| TEXT SEGMENT |

--- START ---

Sounds good, thank you!

> 
>> +    PCIBus           *bus;
>> +    struct VFUIOMMU  *iommu[];
>> +} VFUPciBus;
>> +
>> +GHashTable *remote_as_table;
>> +
>> +static AddressSpace *remote_iommu_get_as(PCIBus *bus, void *opaque, int devfn)
>> +{
>> +    VFUPciBus *vfu_pci_bus = NULL;
>> +    struct VFUIOMMU *iommu = NULL;
>> +
>> +    if (!remote_as_table) {
>> +        return &address_space_memory;
>> +    }
>> +
>> +    vfu_pci_bus = g_hash_table_lookup(remote_as_table, bus);
>> +
>> +    if (!vfu_pci_bus) {
>> +        vfu_pci_bus = g_malloc0(sizeof(VFUPciBus));
>> +        vfu_pci_bus->bus = bus;
>> +        g_hash_table_insert(remote_as_table, bus, vfu_pci_bus);
>> +    }
>> +
>> +    iommu = vfu_pci_bus->iommu[devfn];
>> +
>> +    if (!iommu) {
>> +        g_autofree char *mr_name = g_strdup_printf("vfu-ram-%d", devfn);
>> +        g_autofree char *as_name = g_strdup_printf("vfu-as-%d", devfn);
>> +
>> +        iommu = g_malloc0(sizeof(struct VFUIOMMU));
>> +
>> +        memory_region_init(&iommu->mr, NULL, mr_name, UINT64_MAX);
>> +        address_space_init(&iommu->as, &iommu->mr, as_name);
>> +
>> +        vfu_pci_bus->iommu[devfn] = iommu;
>> +    }
>> +
>> +    return &iommu->as;
>> +}
>> +
>> +void remote_iommu_free(PCIDevice *pci_dev)

--- END ---

| PROVIDED MATERIAL |
--- START ---

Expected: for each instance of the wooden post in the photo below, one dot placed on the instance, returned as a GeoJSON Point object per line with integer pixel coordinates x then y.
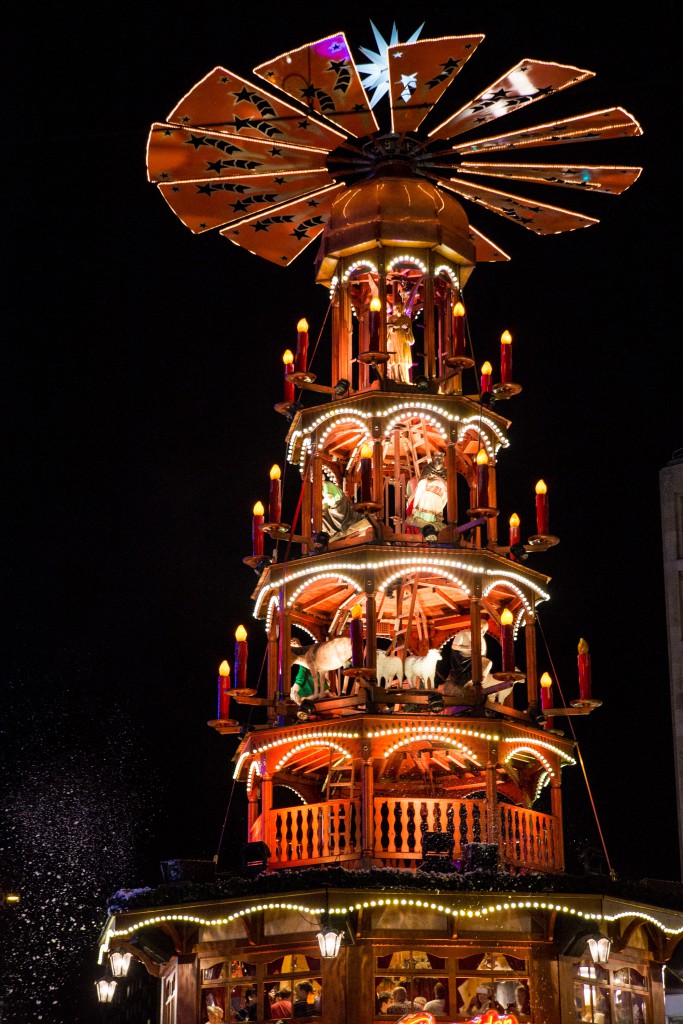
{"type": "Point", "coordinates": [398, 498]}
{"type": "Point", "coordinates": [493, 820]}
{"type": "Point", "coordinates": [316, 489]}
{"type": "Point", "coordinates": [428, 314]}
{"type": "Point", "coordinates": [475, 629]}
{"type": "Point", "coordinates": [531, 667]}
{"type": "Point", "coordinates": [266, 807]}
{"type": "Point", "coordinates": [492, 524]}
{"type": "Point", "coordinates": [556, 811]}
{"type": "Point", "coordinates": [452, 479]}
{"type": "Point", "coordinates": [368, 810]}
{"type": "Point", "coordinates": [381, 287]}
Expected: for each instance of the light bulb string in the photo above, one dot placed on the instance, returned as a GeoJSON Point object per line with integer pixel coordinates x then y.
{"type": "Point", "coordinates": [578, 749]}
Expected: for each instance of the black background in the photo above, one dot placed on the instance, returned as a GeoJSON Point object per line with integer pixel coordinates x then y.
{"type": "Point", "coordinates": [141, 367]}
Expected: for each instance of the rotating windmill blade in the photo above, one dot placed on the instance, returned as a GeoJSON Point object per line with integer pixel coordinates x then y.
{"type": "Point", "coordinates": [265, 170]}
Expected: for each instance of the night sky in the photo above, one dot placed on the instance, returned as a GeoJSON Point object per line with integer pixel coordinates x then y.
{"type": "Point", "coordinates": [141, 367]}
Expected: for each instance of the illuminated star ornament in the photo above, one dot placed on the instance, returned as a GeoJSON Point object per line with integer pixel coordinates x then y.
{"type": "Point", "coordinates": [264, 163]}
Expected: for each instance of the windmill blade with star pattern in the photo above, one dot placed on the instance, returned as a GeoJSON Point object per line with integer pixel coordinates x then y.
{"type": "Point", "coordinates": [526, 83]}
{"type": "Point", "coordinates": [613, 122]}
{"type": "Point", "coordinates": [281, 235]}
{"type": "Point", "coordinates": [223, 101]}
{"type": "Point", "coordinates": [538, 217]}
{"type": "Point", "coordinates": [323, 76]}
{"type": "Point", "coordinates": [421, 72]}
{"type": "Point", "coordinates": [589, 177]}
{"type": "Point", "coordinates": [205, 205]}
{"type": "Point", "coordinates": [176, 154]}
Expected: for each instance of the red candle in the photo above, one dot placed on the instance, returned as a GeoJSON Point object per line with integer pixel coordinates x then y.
{"type": "Point", "coordinates": [482, 478]}
{"type": "Point", "coordinates": [507, 641]}
{"type": "Point", "coordinates": [288, 360]}
{"type": "Point", "coordinates": [506, 357]}
{"type": "Point", "coordinates": [459, 328]}
{"type": "Point", "coordinates": [223, 690]}
{"type": "Point", "coordinates": [274, 496]}
{"type": "Point", "coordinates": [375, 307]}
{"type": "Point", "coordinates": [301, 360]}
{"type": "Point", "coordinates": [241, 652]}
{"type": "Point", "coordinates": [514, 528]}
{"type": "Point", "coordinates": [584, 671]}
{"type": "Point", "coordinates": [256, 531]}
{"type": "Point", "coordinates": [355, 633]}
{"type": "Point", "coordinates": [542, 508]}
{"type": "Point", "coordinates": [366, 473]}
{"type": "Point", "coordinates": [486, 371]}
{"type": "Point", "coordinates": [546, 695]}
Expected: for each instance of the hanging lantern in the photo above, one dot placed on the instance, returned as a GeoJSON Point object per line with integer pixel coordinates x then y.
{"type": "Point", "coordinates": [105, 990]}
{"type": "Point", "coordinates": [599, 949]}
{"type": "Point", "coordinates": [120, 964]}
{"type": "Point", "coordinates": [329, 939]}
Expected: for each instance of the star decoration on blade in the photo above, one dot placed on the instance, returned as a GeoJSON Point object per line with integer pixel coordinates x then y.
{"type": "Point", "coordinates": [238, 157]}
{"type": "Point", "coordinates": [376, 73]}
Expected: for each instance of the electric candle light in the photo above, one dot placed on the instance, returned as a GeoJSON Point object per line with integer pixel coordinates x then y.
{"type": "Point", "coordinates": [355, 633]}
{"type": "Point", "coordinates": [507, 641]}
{"type": "Point", "coordinates": [482, 478]}
{"type": "Point", "coordinates": [288, 360]}
{"type": "Point", "coordinates": [301, 361]}
{"type": "Point", "coordinates": [223, 690]}
{"type": "Point", "coordinates": [274, 496]}
{"type": "Point", "coordinates": [256, 531]}
{"type": "Point", "coordinates": [546, 693]}
{"type": "Point", "coordinates": [366, 473]}
{"type": "Point", "coordinates": [459, 328]}
{"type": "Point", "coordinates": [514, 528]}
{"type": "Point", "coordinates": [241, 652]}
{"type": "Point", "coordinates": [542, 508]}
{"type": "Point", "coordinates": [506, 357]}
{"type": "Point", "coordinates": [375, 306]}
{"type": "Point", "coordinates": [584, 671]}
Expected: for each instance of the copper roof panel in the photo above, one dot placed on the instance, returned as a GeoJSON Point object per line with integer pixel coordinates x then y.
{"type": "Point", "coordinates": [281, 236]}
{"type": "Point", "coordinates": [223, 101]}
{"type": "Point", "coordinates": [610, 123]}
{"type": "Point", "coordinates": [612, 180]}
{"type": "Point", "coordinates": [204, 205]}
{"type": "Point", "coordinates": [527, 82]}
{"type": "Point", "coordinates": [420, 73]}
{"type": "Point", "coordinates": [183, 155]}
{"type": "Point", "coordinates": [324, 77]}
{"type": "Point", "coordinates": [537, 217]}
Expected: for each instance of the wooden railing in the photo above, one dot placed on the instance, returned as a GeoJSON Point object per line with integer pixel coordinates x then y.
{"type": "Point", "coordinates": [529, 839]}
{"type": "Point", "coordinates": [315, 834]}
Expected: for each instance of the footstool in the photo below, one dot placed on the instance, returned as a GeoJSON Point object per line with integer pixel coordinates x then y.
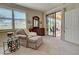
{"type": "Point", "coordinates": [35, 42]}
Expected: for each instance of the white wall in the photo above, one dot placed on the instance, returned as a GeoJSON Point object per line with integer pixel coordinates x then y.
{"type": "Point", "coordinates": [72, 26]}
{"type": "Point", "coordinates": [30, 12]}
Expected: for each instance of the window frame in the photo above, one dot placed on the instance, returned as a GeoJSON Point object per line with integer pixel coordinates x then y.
{"type": "Point", "coordinates": [13, 20]}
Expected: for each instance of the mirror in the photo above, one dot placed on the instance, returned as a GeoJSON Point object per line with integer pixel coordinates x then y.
{"type": "Point", "coordinates": [35, 21]}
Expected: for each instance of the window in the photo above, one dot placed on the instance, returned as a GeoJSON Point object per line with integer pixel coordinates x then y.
{"type": "Point", "coordinates": [10, 18]}
{"type": "Point", "coordinates": [5, 18]}
{"type": "Point", "coordinates": [19, 18]}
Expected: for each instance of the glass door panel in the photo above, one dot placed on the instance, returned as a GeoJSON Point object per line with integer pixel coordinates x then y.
{"type": "Point", "coordinates": [51, 24]}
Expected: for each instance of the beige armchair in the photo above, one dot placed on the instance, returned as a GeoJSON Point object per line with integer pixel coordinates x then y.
{"type": "Point", "coordinates": [29, 39]}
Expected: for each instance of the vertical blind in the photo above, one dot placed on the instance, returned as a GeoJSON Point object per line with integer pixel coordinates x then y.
{"type": "Point", "coordinates": [7, 17]}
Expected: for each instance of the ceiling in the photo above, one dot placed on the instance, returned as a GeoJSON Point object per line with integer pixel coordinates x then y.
{"type": "Point", "coordinates": [44, 7]}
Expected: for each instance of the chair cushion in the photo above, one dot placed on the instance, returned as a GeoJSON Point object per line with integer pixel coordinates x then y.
{"type": "Point", "coordinates": [34, 39]}
{"type": "Point", "coordinates": [24, 36]}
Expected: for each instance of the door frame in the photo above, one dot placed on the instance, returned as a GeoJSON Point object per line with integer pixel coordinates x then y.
{"type": "Point", "coordinates": [62, 22]}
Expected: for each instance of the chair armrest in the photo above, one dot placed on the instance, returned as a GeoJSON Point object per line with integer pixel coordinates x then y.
{"type": "Point", "coordinates": [32, 34]}
{"type": "Point", "coordinates": [24, 36]}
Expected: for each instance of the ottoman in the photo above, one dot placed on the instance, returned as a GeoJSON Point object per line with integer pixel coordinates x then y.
{"type": "Point", "coordinates": [35, 42]}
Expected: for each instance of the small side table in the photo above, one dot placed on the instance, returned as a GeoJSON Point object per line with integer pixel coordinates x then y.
{"type": "Point", "coordinates": [8, 44]}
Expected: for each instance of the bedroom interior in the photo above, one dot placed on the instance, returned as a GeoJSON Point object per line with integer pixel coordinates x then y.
{"type": "Point", "coordinates": [39, 28]}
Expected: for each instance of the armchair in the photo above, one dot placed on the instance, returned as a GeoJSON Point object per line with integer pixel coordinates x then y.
{"type": "Point", "coordinates": [29, 39]}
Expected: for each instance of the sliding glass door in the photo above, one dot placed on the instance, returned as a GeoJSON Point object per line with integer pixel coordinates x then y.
{"type": "Point", "coordinates": [54, 24]}
{"type": "Point", "coordinates": [51, 24]}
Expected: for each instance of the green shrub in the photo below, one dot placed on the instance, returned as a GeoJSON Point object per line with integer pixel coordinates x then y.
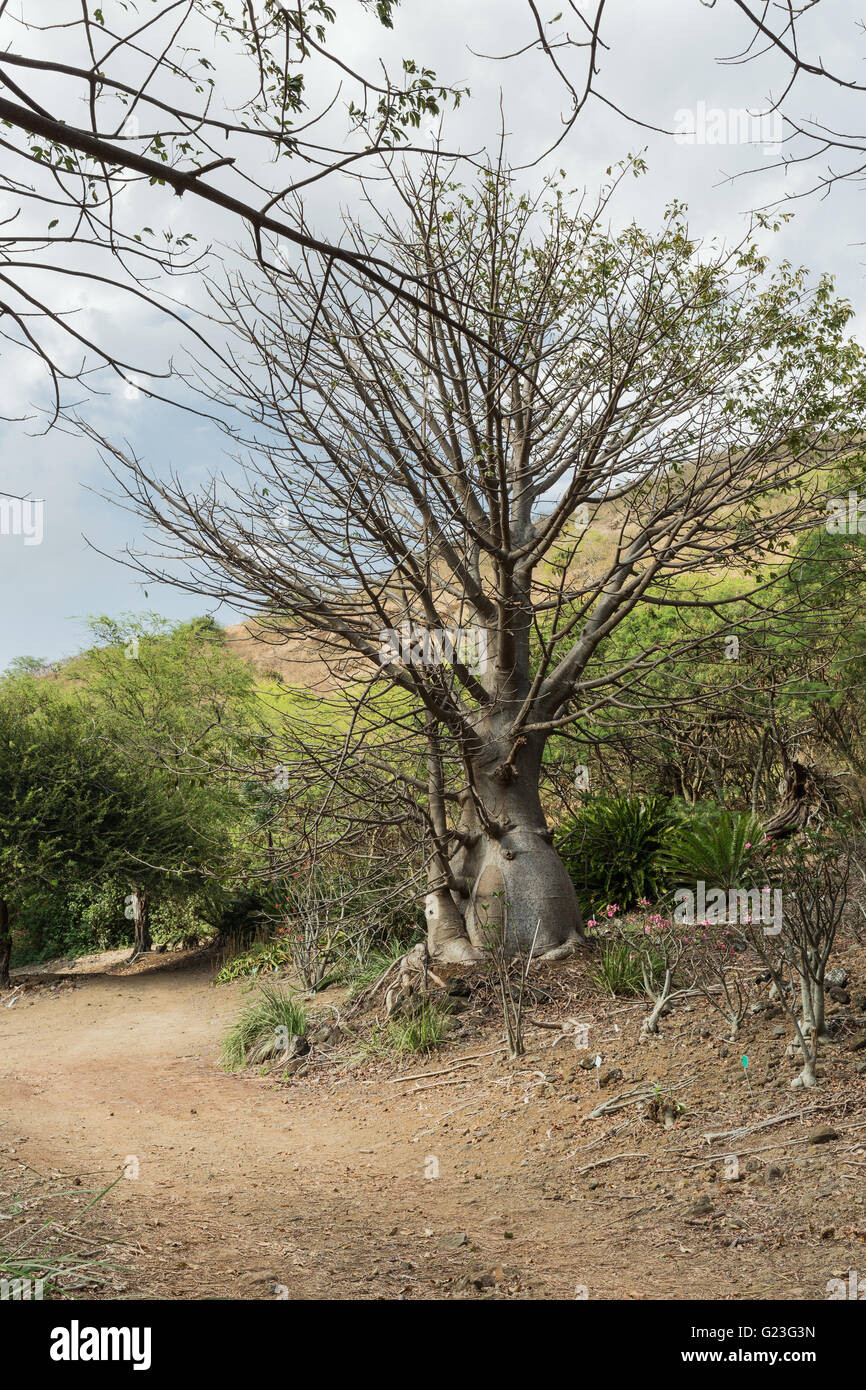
{"type": "Point", "coordinates": [613, 849]}
{"type": "Point", "coordinates": [262, 958]}
{"type": "Point", "coordinates": [264, 1029]}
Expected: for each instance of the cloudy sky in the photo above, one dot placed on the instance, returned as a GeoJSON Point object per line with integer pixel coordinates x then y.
{"type": "Point", "coordinates": [662, 67]}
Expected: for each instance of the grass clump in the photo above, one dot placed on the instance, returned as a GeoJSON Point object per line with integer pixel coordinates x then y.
{"type": "Point", "coordinates": [412, 1034]}
{"type": "Point", "coordinates": [264, 1029]}
{"type": "Point", "coordinates": [620, 970]}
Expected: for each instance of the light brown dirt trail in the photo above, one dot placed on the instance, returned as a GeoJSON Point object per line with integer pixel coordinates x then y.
{"type": "Point", "coordinates": [327, 1187]}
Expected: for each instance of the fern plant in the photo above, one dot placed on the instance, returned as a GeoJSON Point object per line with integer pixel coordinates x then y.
{"type": "Point", "coordinates": [613, 848]}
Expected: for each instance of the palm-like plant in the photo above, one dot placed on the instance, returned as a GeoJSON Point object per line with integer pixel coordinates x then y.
{"type": "Point", "coordinates": [716, 848]}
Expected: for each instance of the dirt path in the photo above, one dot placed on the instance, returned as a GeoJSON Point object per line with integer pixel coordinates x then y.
{"type": "Point", "coordinates": [325, 1187]}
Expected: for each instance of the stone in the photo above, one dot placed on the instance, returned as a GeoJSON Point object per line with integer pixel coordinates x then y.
{"type": "Point", "coordinates": [701, 1208]}
{"type": "Point", "coordinates": [458, 988]}
{"type": "Point", "coordinates": [823, 1134]}
{"type": "Point", "coordinates": [455, 1241]}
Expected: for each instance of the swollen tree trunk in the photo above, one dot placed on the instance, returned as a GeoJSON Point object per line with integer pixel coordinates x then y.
{"type": "Point", "coordinates": [506, 869]}
{"type": "Point", "coordinates": [6, 945]}
{"type": "Point", "coordinates": [141, 920]}
{"type": "Point", "coordinates": [446, 936]}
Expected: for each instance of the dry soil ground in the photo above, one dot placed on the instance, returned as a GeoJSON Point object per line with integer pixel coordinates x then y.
{"type": "Point", "coordinates": [369, 1179]}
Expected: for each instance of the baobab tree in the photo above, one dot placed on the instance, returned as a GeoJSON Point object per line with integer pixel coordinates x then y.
{"type": "Point", "coordinates": [427, 510]}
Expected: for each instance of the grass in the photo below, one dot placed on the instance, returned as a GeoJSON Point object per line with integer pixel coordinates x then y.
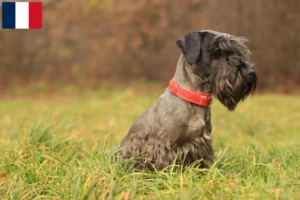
{"type": "Point", "coordinates": [59, 148]}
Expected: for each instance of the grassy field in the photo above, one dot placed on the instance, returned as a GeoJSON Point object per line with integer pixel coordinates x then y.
{"type": "Point", "coordinates": [59, 148]}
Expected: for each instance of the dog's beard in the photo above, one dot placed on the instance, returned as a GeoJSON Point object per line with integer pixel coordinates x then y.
{"type": "Point", "coordinates": [233, 85]}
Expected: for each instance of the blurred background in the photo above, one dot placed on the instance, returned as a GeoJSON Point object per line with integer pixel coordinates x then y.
{"type": "Point", "coordinates": [92, 42]}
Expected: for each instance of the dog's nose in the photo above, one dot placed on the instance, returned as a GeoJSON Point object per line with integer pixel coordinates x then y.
{"type": "Point", "coordinates": [251, 71]}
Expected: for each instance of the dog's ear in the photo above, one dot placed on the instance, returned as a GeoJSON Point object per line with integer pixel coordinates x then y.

--- END ---

| WRITTEN TASK 1 |
Find every line in the records that contains the string "candle", and copy each one. Case counts.
| WRITTEN TASK 2 |
Continue the patch review excerpt about the remote IOMMU address space from the point where it stops.

| FINAL ANSWER 1 |
Expected: for each instance of the red candle in the photo above, one dot placed on the instance, returned as a GeoJSON Point object per line with integer pixel coordinates x then y.
Expected: for each instance of the electric candle light in the photo above, one dot placed on the instance, returned as a GeoJSON Point object per line with integer pixel coordinates x then y.

| FINAL ANSWER 2 |
>> +{
>> +    VFUPciBus *vfu_pci_bus = NULL;
>> +    struct VFUIOMMU *iommu = NULL;
>> +
>> +    if (!remote_as_table) {
>> +        return;
>> +    }
>> +
>> +    vfu_pci_bus = g_hash_table_lookup(remote_as_table, pci_get_bus(pci_dev));
>> +
>> +    if (!vfu_pci_bus) {
>> +        return;
>> +    }
>> +
>> +    iommu = vfu_pci_bus->iommu[pci_dev->devfn];
>> +
>> +    vfu_pci_bus->iommu[pci_dev->devfn] = NULL;
>> +
>> +    if (iommu) {
>> +        memory_region_unref(&iommu->mr);
>> +        address_space_destroy(&iommu->as);
>> +        g_free(iommu);
>> +    }
>> +}
>> +
>> +void remote_iommu_init(void)
>> +{
>> +    remote_as_table = g_hash_table_new_full(NULL, NULL, NULL, NULL);
>> +}
>> +
>> +void remote_iommu_set(PCIBus *bus)
>> +{
>> +    pci_setup_iommu(bus, remote_iommu_get_as, NULL);
>> +}
>> +
>> +MemoryRegion *remote_iommu_get_ram(PCIDevice *pci_dev)
>> +{
>> +    PCIBus *bus = pci_get_bus(pci_dev);
>> +    VFUPciBus *vfu_pci_bus;
>> +
>> +    if (!remote_as_table) {
>> +        return get_system_memory();
>> +    }
>> +
>> +    vfu_pci_bus = g_hash_table_lookup(remote_as_table, bus);
>> +    if (!vfu_pci_bus) {
>> +        return get_system_memory();
>> +    }
>> +
>> +    return &vfu_pci_bus->iommu[pci_dev->devfn]->mr;
>> +}
>> diff --git a/hw/remote/machine.c b/hw/remote/machine.c
>> index 952105eab5..023be0491e 100644
>> --- a/hw/remote/machine.c
>> +++ b/hw/remote/machine.c
>> @@ -21,6 +21,7 @@
>> #include "qapi/error.h"
>> #include "hw/pci/pci_host.h"
>> #include "hw/remote/iohub.h"
>> +#include "hw/remote/iommu.h"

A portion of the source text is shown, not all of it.